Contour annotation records
============
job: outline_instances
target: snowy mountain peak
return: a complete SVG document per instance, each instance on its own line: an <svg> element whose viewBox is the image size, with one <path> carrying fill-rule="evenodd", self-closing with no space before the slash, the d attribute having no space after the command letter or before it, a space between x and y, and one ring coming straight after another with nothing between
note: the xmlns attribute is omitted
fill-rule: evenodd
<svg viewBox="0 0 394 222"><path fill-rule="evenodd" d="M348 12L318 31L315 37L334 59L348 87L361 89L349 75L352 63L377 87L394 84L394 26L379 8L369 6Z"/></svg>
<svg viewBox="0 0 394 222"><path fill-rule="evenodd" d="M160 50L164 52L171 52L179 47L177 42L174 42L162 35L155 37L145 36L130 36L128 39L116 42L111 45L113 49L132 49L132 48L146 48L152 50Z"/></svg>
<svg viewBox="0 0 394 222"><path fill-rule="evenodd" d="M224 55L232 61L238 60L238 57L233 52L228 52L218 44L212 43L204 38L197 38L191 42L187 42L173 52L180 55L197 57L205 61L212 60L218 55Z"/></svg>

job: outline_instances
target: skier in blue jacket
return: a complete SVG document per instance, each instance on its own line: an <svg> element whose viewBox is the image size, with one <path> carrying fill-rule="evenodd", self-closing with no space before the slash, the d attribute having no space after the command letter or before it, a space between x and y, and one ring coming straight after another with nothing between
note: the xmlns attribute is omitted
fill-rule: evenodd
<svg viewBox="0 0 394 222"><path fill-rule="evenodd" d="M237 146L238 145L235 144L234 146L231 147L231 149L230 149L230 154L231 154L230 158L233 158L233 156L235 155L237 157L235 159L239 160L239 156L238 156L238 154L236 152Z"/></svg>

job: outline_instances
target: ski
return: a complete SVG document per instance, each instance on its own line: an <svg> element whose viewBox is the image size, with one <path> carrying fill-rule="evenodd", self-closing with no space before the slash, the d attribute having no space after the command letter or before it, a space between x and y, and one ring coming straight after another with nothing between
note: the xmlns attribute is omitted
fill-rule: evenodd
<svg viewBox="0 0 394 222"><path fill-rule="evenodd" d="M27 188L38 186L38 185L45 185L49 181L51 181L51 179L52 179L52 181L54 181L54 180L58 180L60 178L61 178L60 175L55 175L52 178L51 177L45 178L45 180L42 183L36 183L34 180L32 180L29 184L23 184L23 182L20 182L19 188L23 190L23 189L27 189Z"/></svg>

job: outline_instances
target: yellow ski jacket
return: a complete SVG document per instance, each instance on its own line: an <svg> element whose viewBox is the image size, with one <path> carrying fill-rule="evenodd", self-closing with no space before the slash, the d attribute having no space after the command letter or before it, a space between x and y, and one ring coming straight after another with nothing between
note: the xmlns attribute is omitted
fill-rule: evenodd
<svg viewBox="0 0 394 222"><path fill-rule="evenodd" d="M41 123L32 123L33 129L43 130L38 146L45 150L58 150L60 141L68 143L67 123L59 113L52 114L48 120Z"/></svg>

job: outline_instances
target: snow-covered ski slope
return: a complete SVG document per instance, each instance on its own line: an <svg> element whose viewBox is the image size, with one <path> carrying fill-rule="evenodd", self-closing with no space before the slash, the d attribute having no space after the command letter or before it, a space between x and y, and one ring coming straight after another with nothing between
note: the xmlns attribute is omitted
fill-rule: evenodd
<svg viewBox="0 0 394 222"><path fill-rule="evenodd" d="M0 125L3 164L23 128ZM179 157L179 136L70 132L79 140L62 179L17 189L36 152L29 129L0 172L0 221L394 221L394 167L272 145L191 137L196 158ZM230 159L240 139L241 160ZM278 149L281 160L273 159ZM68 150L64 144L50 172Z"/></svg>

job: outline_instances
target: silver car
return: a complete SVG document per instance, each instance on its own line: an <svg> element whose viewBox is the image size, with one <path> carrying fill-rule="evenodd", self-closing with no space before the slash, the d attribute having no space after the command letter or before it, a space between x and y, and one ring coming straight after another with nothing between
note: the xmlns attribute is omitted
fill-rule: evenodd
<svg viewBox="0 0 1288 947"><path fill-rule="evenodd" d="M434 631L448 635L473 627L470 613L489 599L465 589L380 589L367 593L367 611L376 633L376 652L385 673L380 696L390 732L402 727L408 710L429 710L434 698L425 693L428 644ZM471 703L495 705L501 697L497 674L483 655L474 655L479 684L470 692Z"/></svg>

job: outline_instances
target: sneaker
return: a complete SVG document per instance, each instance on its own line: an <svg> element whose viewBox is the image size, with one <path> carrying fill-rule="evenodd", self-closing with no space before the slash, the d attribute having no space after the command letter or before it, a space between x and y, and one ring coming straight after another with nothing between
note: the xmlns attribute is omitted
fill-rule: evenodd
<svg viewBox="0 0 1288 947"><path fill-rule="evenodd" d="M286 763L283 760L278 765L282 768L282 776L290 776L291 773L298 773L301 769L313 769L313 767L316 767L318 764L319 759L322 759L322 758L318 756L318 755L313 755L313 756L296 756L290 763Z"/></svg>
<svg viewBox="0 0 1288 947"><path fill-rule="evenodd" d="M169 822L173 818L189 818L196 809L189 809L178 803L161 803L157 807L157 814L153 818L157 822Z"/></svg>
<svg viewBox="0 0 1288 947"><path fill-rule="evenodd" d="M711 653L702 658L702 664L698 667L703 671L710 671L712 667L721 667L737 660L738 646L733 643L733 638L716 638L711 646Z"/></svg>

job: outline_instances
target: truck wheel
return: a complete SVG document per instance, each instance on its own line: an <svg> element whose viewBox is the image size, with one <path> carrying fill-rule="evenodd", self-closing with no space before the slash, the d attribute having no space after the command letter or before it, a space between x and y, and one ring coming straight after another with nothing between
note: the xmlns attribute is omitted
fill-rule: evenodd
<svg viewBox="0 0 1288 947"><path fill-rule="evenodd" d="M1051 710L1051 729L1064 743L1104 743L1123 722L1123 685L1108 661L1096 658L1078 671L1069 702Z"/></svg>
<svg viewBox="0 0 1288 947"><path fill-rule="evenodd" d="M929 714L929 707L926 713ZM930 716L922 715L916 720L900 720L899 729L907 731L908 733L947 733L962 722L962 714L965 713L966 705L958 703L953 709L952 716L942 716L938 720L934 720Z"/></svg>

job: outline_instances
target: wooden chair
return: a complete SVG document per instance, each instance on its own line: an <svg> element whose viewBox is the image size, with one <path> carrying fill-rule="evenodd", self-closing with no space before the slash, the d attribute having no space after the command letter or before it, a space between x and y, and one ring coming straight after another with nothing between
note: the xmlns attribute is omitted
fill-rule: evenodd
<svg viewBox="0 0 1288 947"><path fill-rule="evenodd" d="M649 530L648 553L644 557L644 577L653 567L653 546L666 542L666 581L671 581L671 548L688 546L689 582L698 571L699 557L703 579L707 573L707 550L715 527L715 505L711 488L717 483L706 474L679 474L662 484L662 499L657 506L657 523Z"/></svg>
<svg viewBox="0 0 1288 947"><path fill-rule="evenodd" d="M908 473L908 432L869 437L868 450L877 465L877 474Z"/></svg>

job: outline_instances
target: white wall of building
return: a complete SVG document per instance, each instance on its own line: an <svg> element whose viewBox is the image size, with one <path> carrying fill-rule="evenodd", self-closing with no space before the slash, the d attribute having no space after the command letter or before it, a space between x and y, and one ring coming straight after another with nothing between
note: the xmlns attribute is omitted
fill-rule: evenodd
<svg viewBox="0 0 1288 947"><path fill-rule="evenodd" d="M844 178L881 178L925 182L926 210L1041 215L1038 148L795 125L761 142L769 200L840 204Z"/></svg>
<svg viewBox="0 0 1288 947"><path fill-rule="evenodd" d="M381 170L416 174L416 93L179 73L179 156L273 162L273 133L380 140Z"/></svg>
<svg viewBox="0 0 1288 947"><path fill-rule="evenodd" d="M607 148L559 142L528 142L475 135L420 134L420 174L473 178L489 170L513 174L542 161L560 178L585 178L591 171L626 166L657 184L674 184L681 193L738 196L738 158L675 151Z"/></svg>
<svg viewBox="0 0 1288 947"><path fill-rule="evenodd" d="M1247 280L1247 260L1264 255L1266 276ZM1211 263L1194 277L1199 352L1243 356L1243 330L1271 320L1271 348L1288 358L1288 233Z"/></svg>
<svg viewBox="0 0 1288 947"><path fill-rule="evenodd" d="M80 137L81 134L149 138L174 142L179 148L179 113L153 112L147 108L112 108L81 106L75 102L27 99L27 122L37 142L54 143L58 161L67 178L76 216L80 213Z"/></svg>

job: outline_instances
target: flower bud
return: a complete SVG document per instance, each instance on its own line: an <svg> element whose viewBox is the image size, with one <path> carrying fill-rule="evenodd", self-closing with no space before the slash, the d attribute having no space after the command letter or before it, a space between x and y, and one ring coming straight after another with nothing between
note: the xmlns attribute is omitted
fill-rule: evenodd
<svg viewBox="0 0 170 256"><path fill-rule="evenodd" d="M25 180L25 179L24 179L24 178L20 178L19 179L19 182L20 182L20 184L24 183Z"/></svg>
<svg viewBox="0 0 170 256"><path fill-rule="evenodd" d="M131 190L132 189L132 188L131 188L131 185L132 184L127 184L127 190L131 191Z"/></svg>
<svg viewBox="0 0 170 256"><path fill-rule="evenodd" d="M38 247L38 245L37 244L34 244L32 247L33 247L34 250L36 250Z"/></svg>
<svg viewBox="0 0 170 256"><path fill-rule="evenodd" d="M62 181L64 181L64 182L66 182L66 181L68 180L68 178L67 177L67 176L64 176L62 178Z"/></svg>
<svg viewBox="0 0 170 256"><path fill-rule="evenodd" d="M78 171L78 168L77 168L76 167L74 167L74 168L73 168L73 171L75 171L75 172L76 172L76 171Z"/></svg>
============
Give the lines of the data above as a numbered list, starting at the first line and ending at the line that contains "55L232 61L238 60L238". Leave out blank lines.

◆ Solution for this problem:
1. job: outline_instances
2. target: snowy mountain peak
3. return: a complete SVG document per instance, each instance on its own line: an <svg> element whose viewBox is the image size, with one <path> carrying fill-rule="evenodd", self-closing with no space before the slash, the d attribute having no space after the command letter or before it, a space between x and y, and one ring coming straight after another with nothing between
4. note: the xmlns attribute is omitted
5. fill-rule: evenodd
6. <svg viewBox="0 0 394 222"><path fill-rule="evenodd" d="M348 12L318 31L315 37L334 59L348 87L361 89L349 75L352 63L377 87L394 84L394 26L379 8L369 6Z"/></svg>
7. <svg viewBox="0 0 394 222"><path fill-rule="evenodd" d="M160 50L164 52L171 52L179 47L177 42L174 42L162 35L155 37L145 36L130 36L128 39L116 42L111 45L113 49L132 49L132 48L146 48L152 50Z"/></svg>
8. <svg viewBox="0 0 394 222"><path fill-rule="evenodd" d="M224 55L232 61L238 60L238 57L233 52L228 52L218 44L212 43L204 38L197 38L191 42L187 42L173 52L180 55L197 57L205 61L212 60L218 55Z"/></svg>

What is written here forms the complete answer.